-- BEGIN Record list --

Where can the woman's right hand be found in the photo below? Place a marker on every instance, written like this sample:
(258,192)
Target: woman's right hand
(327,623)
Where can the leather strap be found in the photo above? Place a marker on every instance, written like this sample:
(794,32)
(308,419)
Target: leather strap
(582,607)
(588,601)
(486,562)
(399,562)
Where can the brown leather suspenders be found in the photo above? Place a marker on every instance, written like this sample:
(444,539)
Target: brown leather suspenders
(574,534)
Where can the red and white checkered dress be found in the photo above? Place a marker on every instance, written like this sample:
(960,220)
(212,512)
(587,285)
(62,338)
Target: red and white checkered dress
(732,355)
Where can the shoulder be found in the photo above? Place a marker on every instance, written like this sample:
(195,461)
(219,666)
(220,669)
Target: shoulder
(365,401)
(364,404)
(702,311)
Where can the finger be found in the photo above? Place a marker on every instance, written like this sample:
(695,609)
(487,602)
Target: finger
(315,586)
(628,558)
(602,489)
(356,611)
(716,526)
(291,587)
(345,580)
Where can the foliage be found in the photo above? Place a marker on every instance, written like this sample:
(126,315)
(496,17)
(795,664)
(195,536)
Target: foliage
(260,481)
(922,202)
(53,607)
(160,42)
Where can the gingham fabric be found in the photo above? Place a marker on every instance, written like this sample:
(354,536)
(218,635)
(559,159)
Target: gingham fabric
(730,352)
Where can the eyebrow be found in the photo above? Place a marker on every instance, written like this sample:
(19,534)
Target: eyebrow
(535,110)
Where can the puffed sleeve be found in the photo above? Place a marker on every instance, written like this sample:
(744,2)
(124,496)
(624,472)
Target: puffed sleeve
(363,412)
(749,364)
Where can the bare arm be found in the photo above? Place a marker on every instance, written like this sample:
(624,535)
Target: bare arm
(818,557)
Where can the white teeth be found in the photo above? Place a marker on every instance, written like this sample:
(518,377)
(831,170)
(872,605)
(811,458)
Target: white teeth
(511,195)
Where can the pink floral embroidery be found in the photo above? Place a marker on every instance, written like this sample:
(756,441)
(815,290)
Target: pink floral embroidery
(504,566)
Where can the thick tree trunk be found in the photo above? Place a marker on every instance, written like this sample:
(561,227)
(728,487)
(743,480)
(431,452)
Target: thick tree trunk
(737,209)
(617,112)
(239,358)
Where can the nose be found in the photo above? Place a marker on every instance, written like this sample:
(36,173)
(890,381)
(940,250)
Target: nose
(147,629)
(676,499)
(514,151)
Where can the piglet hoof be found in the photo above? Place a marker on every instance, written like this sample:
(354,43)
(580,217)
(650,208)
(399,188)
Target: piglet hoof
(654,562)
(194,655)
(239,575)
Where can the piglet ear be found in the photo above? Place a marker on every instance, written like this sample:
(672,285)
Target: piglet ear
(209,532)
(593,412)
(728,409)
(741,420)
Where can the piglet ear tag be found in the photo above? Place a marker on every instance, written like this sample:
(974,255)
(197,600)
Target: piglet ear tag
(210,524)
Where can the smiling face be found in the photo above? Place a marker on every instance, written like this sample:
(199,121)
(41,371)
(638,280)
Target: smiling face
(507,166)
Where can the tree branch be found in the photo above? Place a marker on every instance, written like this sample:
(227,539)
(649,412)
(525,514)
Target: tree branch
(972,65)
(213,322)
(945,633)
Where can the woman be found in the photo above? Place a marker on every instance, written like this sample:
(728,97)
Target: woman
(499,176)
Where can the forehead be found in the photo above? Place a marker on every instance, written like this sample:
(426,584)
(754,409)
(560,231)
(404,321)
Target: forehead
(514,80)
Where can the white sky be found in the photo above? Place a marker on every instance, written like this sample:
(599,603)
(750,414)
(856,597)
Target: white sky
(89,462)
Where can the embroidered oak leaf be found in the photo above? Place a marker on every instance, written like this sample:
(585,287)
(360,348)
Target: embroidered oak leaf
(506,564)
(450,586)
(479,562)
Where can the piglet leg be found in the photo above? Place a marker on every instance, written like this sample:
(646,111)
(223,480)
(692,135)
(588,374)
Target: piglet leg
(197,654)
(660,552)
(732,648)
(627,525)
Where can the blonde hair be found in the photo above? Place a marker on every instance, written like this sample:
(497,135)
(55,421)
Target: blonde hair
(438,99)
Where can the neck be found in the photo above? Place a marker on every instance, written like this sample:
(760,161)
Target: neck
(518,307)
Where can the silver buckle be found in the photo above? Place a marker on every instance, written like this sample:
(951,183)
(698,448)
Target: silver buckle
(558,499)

-- END Record list --

Using the exact wording, write out all of the records.

Where can the woman's right hand be found in the photo below? Place a marker on every instance, written like this sample:
(258,192)
Target: woman's right hand
(327,623)
Where can the leather strap be found in the photo above? Place a marker on every instance, written like this sample:
(794,32)
(308,419)
Target: leather strap
(582,607)
(588,601)
(486,562)
(399,562)
Where can the brown leather suspenders be found in the photo above? Place a marker on every instance, written like this sample:
(444,539)
Target: brown leather suspenders
(574,534)
Where can the red and white checkered dress be found in the photo above? Place a marker on every instance, written like this sample:
(960,220)
(212,512)
(587,285)
(62,338)
Target: red and white checkered dress
(732,355)
Where can the shoulder be found in the photo above? Place a marker on every instance, written like this sample:
(195,461)
(219,666)
(220,669)
Target: shoulder
(365,401)
(364,404)
(702,311)
Where can the finger be found in the photo above? Place a marker on every instance, written like this sample:
(695,609)
(487,602)
Target: finger
(315,586)
(628,558)
(602,489)
(356,611)
(716,526)
(291,587)
(345,580)
Where can the foliage be found in the photo above? Place a marker on every instance, written like this sample:
(126,315)
(496,17)
(795,664)
(195,536)
Target: foliage
(260,481)
(922,202)
(53,607)
(160,42)
Where can the gingham fabric be found in the photo above? Place a marker on every instance, written like this sample:
(354,536)
(218,635)
(559,159)
Target: gingham fabric
(730,352)
Where can the eyebrow be found in the photo above? Place a marker on every instance, written like this sample:
(19,534)
Target: eyebrow
(535,110)
Where can the puffed sleeve be found in the photo above? Place a marker on every instance, written like this sample:
(744,2)
(124,496)
(624,472)
Target: puffed sleeve
(363,412)
(749,364)
Where can the bare arm be found in the photo above? Place a marker on every instance, written like this sample:
(624,535)
Target: bare arm
(818,557)
Where can the white teeth be found in the photo above? Place a marker on every instance, written like this sample:
(518,377)
(831,170)
(872,605)
(811,458)
Target: white teeth
(511,195)
Where can the pink floral embroidery be found in the photo above? Place a marker on every instance, written like this sample:
(756,441)
(815,290)
Target: pink floral embroidery
(504,566)
Where can the thick tree trunk be found in the photo above? Place a marker on every instance, written like this sample:
(561,227)
(728,487)
(743,480)
(431,452)
Target: thick tree trunk
(737,209)
(617,112)
(239,358)
Where can the nose be found in the photo above? Place a marker on every instance, written like this sample:
(36,173)
(890,381)
(940,250)
Target: nose
(147,629)
(676,499)
(514,151)
Where can the piglet hoof be found in the photo above? Place a marker on every instance, written like this sample:
(354,43)
(580,217)
(650,208)
(399,188)
Target: piglet hoof
(654,562)
(194,655)
(239,575)
Where can the piglet ear be found in the photo above? Place a marker on every instance, written like this sample:
(672,285)
Target: piglet ear
(209,532)
(593,412)
(728,409)
(741,420)
Where can the piglet ear tag be found in the photo above? Place a marker on every instance, written like this sample:
(974,255)
(197,600)
Target: piglet ear tag
(210,524)
Where can the smiling face be found in the photo above? Place a marker on every instance, written like this sample:
(199,121)
(41,371)
(638,280)
Target: smiling face
(507,166)
Where can the tree branch be found in the photo above? Place a marker on every instance, written like this sample:
(227,539)
(649,412)
(525,514)
Target: tree branch
(972,65)
(213,322)
(945,633)
Where can the woman be found in the photo above? Place a marker on every instance, written like this sample:
(728,97)
Target: woman
(499,176)
Where can the forehead be found in the photo above? Place a marker on every instance, written like this sample:
(426,584)
(754,409)
(560,231)
(404,321)
Target: forehead
(514,80)
Where can the white sky be found in the photo above? Place a marker on every instance, written like this sample:
(599,603)
(750,414)
(856,597)
Target: white sky
(89,462)
Where can the embroidered oak leaf be found in the photo above? Place a marker on every instance, written like this sample:
(585,287)
(360,348)
Target: embroidered oak leaf
(506,564)
(450,586)
(479,562)
Where can the piglet leg be found in the photo above? Place a marker on every instance, written like this sample:
(646,111)
(223,480)
(692,135)
(588,374)
Target: piglet leg
(197,654)
(660,552)
(732,648)
(627,525)
Where can the blonde hair be found in the photo above? Place a marker on every instance, written like this sample:
(497,135)
(55,421)
Target: blonde hair
(438,99)
Where can the neck be found in the photo above? Place a marker on every instance, written like this sample:
(760,161)
Target: neck
(518,307)
Where can the silver buckle be found in the photo above? Place a marker on every instance, written like this sample:
(951,183)
(698,448)
Target: silver buckle
(558,499)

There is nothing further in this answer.